## Set task
Copy every line of the material below word for word, in the same order.

### Data shown

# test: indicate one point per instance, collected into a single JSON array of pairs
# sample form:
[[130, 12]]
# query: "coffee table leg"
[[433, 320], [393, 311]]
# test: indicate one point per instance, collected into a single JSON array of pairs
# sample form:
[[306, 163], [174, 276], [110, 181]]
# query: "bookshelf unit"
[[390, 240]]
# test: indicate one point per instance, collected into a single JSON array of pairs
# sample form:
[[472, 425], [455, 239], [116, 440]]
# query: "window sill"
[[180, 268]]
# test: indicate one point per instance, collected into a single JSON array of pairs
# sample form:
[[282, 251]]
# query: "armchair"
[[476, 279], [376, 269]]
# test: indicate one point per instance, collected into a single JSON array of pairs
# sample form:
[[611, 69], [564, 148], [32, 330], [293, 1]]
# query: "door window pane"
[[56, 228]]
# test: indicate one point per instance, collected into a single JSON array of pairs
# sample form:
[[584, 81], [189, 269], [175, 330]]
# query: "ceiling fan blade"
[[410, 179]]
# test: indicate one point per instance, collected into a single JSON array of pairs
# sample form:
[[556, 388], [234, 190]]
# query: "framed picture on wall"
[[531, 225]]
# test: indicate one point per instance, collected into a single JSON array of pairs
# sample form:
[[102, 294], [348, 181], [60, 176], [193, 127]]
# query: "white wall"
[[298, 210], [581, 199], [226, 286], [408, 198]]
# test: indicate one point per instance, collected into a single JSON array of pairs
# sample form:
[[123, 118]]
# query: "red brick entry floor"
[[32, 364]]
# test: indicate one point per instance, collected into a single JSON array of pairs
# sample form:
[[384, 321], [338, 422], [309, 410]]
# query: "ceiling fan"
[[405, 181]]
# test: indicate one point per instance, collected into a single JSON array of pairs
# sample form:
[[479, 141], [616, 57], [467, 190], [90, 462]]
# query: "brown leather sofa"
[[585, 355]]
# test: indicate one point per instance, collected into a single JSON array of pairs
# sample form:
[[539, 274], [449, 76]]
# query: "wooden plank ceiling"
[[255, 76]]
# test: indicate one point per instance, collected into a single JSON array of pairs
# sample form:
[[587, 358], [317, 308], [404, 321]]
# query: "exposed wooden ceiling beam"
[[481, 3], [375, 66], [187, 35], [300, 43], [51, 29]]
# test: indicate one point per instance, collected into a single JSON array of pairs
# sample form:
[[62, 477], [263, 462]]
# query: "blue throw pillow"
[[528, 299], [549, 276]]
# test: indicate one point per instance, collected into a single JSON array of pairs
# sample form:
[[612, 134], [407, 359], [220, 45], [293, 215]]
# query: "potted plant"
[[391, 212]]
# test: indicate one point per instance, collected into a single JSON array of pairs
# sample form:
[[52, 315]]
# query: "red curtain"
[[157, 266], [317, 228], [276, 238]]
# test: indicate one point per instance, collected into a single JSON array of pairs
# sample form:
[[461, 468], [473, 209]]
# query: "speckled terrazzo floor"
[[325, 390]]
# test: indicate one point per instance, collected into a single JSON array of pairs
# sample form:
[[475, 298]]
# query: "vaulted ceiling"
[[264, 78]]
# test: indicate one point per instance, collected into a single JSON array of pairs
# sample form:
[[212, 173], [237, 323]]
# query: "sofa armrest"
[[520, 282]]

######

## Problem solution
# test: indicate one point per instance, collected into a single JSON array of pairs
# sample form:
[[130, 12]]
# query: "coffee table leg"
[[433, 320], [393, 311]]
# test: indicate one point per instance, collected into a single JSON array of pairs
# sample form:
[[306, 163], [174, 276], [110, 181]]
# query: "bookshelf unit"
[[390, 240]]
# test: indicate one point per instance, collected into a single JSON array of pairs
# sample form:
[[472, 425], [455, 239], [116, 440]]
# query: "window sill"
[[180, 268]]
# test: indicate one point per instance, collected into a single JSON array of pairs
# sample form:
[[282, 251]]
# query: "armchair"
[[476, 279], [376, 269]]
# test: indicate one point per instance, collected into a single JSON array of pairs
# sample form:
[[611, 69], [564, 148], [32, 330], [293, 1]]
# query: "door window pane"
[[56, 228]]
# test: indicate one point per instance, collected into a single JSON array of pairs
# sample form:
[[584, 81], [189, 269], [175, 330]]
# query: "ceiling fan blade"
[[410, 179]]
# test: indicate one point per instance, collected into a single JSON array of pairs
# sample form:
[[556, 388], [234, 190]]
# query: "framed picture on wall"
[[531, 225]]
# test: indicate one point per instance, collected into a single JSON array of pairs
# sample form:
[[102, 294], [348, 181], [60, 176], [193, 127]]
# query: "white wall"
[[298, 210], [581, 199], [226, 286], [408, 198]]
# test: indicate one point per instance, collected into a single JSON array of pairs
# sample form:
[[123, 118]]
# query: "red brick entry floor"
[[32, 364]]
# test: indicate one point per instance, collected into a single JSON array of pairs
# sample form:
[[384, 321], [338, 422], [309, 410]]
# query: "ceiling fan"
[[405, 181]]
# test: indicate one point per instance, collected into a single JSON array of pairs
# sample form:
[[479, 141], [616, 57], [467, 190], [90, 462]]
# query: "brown leather sofa"
[[585, 355]]
# test: indicate one point per instance, collected into a single JSON array of pairs
# sample form:
[[539, 274], [449, 76]]
# query: "wooden plank ceiling"
[[255, 76]]
# test: indicate one point per instance, collected into a single JSON array of pairs
# sample form:
[[587, 358], [317, 308], [404, 321]]
# query: "exposed wooden ceiling beam"
[[481, 3], [375, 66], [187, 35], [300, 43], [51, 29]]
# test: indicate one point per instance, collected into a single JSON array of pairs
# sample form:
[[62, 477], [263, 462]]
# query: "blue throw pillow"
[[528, 299], [549, 276]]
# test: indicate one point per instance, collected into a single JSON array of pairs
# sample form:
[[612, 134], [407, 359], [220, 45], [293, 215]]
# query: "potted plant"
[[391, 212]]
# test: indicate one point per instance, collected into a single JSON array of pairs
# sample form:
[[52, 315]]
# query: "red curtain"
[[157, 266], [317, 228], [276, 238]]
# test: indicate one point per instance, collected into a single JSON array of pairs
# sample form:
[[461, 468], [473, 209]]
# query: "speckled terrazzo floor"
[[325, 390]]
# test: indicate one point per instance, collected into a single JSON array of pairs
# sample form:
[[475, 298]]
# query: "vaulted ceiling"
[[264, 78]]
# test: indicate one point per instance, collected into a single JSON array of pairs
# sample form:
[[212, 173], [237, 323]]
# query: "sofa armrest"
[[520, 282]]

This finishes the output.